- TASK OBJECTIVE -
Search the material below for the string "altar". Return every line that holds it.

- THE DATA -

======

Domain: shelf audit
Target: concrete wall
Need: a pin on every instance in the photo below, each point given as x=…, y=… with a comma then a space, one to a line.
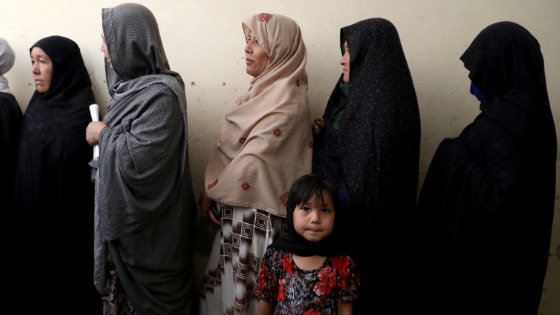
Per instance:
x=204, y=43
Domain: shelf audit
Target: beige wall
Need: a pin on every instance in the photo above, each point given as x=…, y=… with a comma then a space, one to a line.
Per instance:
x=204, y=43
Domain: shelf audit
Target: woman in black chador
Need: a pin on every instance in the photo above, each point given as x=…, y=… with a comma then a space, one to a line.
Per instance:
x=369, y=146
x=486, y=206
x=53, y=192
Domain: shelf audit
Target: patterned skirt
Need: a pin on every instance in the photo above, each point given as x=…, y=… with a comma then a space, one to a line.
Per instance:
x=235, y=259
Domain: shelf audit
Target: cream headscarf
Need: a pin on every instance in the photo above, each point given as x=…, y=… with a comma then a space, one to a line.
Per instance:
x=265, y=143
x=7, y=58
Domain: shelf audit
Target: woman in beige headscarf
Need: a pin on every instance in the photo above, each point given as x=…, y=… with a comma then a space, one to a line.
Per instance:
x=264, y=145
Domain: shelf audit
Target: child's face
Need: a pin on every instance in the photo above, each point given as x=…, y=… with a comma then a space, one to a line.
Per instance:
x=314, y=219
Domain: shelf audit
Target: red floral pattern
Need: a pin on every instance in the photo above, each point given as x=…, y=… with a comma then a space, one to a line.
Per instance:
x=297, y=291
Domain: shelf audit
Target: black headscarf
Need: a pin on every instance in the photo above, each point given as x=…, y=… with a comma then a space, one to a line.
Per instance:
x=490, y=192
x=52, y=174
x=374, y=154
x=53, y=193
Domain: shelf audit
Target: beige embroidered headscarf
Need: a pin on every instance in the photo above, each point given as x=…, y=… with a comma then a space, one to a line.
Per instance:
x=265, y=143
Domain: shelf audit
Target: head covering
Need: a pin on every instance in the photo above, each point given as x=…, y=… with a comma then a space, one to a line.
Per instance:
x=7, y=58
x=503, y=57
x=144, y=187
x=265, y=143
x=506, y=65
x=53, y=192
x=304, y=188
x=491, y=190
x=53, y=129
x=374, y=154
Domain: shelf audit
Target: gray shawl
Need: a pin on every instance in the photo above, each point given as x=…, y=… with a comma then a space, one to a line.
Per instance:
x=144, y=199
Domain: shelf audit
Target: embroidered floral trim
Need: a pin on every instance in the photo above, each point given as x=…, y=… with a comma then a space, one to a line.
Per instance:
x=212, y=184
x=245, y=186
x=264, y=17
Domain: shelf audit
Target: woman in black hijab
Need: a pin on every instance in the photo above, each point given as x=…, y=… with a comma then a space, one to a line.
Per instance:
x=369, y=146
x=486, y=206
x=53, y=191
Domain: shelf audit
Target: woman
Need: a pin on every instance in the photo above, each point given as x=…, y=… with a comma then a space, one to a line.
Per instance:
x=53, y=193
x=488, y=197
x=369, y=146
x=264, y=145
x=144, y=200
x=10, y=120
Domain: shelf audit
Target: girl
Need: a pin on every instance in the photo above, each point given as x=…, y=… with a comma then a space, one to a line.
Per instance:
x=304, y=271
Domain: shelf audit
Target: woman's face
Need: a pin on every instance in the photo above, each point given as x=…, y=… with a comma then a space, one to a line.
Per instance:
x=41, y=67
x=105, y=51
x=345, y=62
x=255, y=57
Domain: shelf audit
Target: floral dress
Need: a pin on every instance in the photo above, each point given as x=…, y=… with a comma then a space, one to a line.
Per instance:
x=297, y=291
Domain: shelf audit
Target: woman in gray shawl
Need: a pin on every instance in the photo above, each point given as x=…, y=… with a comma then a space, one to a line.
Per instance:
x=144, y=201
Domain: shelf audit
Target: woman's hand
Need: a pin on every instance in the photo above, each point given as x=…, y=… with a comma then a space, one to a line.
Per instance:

======

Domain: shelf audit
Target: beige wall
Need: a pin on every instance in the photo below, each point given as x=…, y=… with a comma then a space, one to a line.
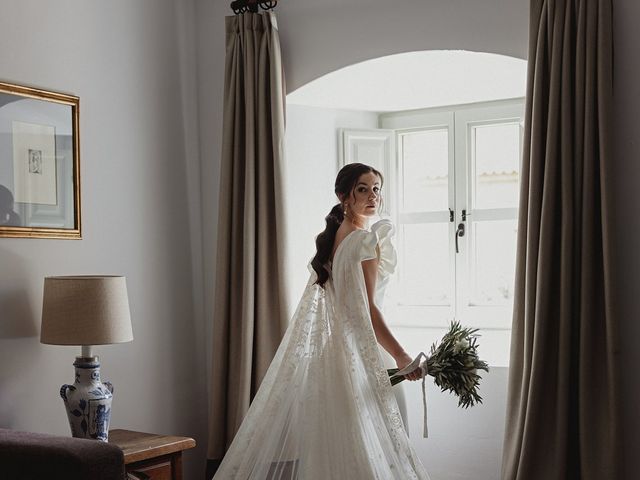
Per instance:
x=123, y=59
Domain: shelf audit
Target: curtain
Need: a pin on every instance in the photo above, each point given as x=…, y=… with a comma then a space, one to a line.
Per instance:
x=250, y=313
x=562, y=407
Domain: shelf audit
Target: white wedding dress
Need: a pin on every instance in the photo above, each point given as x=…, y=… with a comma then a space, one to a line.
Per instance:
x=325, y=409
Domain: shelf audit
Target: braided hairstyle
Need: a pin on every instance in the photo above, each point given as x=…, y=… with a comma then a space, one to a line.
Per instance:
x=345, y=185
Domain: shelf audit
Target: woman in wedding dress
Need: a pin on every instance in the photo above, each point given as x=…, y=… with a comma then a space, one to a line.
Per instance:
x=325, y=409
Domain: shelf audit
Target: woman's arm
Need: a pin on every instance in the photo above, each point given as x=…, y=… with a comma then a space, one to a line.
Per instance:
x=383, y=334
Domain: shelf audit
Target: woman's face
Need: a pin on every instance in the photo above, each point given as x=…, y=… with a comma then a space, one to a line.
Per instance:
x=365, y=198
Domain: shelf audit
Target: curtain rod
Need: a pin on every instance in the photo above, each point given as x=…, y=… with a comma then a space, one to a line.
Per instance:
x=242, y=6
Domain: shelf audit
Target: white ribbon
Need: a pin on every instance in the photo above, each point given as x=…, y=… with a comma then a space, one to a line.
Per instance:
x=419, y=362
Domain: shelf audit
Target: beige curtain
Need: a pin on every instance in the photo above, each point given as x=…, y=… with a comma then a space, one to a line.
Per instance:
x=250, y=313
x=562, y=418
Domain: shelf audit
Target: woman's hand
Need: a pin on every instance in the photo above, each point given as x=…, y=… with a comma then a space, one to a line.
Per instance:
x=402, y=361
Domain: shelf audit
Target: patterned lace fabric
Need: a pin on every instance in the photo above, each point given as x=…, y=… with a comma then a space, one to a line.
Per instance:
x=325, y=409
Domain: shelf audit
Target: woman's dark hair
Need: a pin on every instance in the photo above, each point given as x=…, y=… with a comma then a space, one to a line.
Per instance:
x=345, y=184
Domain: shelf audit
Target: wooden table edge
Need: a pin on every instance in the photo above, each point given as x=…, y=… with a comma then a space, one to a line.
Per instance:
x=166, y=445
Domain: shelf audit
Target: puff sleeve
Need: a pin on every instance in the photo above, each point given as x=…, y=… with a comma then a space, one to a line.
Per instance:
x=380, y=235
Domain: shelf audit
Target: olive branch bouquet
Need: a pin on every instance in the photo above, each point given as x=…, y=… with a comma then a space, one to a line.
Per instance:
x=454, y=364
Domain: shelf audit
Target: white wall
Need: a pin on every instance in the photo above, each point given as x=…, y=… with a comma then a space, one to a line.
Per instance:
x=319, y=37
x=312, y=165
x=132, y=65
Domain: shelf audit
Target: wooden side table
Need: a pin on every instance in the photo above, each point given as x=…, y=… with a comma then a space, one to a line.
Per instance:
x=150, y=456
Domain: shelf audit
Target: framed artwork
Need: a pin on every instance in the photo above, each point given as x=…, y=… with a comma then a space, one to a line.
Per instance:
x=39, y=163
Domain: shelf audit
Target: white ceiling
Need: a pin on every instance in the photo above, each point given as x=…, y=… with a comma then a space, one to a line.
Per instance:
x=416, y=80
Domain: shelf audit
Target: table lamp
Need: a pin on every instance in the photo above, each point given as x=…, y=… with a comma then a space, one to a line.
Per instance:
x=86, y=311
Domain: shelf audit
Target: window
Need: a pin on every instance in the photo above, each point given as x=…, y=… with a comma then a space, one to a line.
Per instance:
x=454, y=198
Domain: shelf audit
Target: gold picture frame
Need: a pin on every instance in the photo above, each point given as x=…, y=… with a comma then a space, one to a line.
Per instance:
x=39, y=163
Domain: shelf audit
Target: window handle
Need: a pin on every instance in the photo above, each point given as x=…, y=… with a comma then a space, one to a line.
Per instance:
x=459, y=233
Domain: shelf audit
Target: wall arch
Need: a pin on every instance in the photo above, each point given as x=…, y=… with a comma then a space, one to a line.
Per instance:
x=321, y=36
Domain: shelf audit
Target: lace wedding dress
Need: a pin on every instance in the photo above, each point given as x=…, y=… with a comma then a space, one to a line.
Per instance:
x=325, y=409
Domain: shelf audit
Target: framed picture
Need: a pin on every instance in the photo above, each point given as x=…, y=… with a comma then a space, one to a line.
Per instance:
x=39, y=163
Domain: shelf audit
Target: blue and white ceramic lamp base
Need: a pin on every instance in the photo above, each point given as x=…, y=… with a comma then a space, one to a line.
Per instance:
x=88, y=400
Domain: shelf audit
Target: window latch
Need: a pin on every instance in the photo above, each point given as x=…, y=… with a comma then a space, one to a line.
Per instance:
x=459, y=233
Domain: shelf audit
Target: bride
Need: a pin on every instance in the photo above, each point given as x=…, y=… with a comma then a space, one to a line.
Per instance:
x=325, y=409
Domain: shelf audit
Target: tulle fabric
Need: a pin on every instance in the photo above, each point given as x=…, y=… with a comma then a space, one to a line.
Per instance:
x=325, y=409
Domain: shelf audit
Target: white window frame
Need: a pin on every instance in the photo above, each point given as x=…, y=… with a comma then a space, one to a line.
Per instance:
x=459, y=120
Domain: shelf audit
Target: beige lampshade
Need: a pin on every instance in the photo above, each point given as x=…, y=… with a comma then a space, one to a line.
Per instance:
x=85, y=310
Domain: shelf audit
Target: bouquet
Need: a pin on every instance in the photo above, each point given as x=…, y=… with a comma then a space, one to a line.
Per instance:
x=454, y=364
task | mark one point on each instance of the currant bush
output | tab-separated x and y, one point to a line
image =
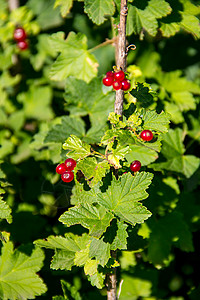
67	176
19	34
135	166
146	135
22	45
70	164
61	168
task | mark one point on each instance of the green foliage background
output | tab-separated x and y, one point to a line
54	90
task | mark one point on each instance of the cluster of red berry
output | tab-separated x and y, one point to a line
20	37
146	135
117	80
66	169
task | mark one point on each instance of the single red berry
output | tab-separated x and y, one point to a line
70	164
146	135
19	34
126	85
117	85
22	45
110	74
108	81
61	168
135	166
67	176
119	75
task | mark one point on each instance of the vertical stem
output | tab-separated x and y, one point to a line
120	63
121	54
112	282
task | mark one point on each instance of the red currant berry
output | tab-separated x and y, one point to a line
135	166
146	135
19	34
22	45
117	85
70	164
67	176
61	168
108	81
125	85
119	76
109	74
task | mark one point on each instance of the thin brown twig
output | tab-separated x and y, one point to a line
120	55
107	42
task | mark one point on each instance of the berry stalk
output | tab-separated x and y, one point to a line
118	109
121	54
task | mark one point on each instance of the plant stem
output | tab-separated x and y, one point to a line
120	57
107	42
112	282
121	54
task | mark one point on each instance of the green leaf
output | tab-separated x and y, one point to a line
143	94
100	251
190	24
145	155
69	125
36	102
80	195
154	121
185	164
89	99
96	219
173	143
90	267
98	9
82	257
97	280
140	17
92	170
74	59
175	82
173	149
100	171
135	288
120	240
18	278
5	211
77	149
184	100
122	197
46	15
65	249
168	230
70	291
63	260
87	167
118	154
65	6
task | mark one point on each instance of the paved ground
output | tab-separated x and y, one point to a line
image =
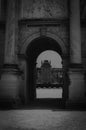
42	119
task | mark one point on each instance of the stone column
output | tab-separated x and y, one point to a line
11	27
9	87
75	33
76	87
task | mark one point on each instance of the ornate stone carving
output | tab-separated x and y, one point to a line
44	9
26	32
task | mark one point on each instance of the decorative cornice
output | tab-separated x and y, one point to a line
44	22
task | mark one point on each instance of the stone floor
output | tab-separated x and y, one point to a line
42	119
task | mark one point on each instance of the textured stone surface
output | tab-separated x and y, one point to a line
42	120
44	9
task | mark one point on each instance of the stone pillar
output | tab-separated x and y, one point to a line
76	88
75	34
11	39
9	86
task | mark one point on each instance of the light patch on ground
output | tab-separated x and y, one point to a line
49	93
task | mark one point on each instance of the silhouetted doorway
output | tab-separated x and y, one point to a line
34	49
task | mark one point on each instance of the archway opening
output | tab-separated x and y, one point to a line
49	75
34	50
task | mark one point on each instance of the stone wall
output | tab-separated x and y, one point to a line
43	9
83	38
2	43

======

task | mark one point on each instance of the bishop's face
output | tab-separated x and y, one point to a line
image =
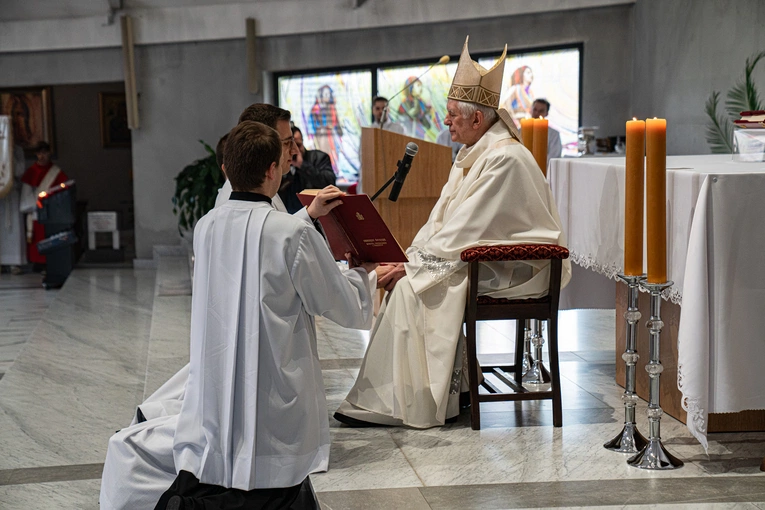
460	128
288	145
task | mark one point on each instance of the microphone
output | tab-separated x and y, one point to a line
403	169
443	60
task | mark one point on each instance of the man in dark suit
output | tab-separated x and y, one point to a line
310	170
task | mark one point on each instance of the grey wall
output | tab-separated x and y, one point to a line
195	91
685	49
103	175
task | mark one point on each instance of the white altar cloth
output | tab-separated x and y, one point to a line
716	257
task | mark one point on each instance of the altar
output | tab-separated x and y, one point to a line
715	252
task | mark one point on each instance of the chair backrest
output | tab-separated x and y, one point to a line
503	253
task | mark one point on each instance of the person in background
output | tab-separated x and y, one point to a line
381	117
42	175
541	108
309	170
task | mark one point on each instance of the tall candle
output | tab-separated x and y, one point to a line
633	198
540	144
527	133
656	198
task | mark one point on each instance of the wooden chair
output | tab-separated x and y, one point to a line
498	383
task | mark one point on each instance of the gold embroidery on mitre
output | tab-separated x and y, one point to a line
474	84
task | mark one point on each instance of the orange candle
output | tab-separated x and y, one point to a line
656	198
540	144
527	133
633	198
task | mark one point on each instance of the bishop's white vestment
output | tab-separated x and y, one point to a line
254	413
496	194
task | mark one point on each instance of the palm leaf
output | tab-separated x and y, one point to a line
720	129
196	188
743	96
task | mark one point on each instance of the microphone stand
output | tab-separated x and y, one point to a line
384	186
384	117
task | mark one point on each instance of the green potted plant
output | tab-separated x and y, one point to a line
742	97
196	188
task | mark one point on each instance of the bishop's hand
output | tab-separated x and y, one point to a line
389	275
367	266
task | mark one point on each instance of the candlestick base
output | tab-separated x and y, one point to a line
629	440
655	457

======

- ANSWER SECTION -
task | mark one point on each instance of the white altar cloth
task | mark one point on each instance of the altar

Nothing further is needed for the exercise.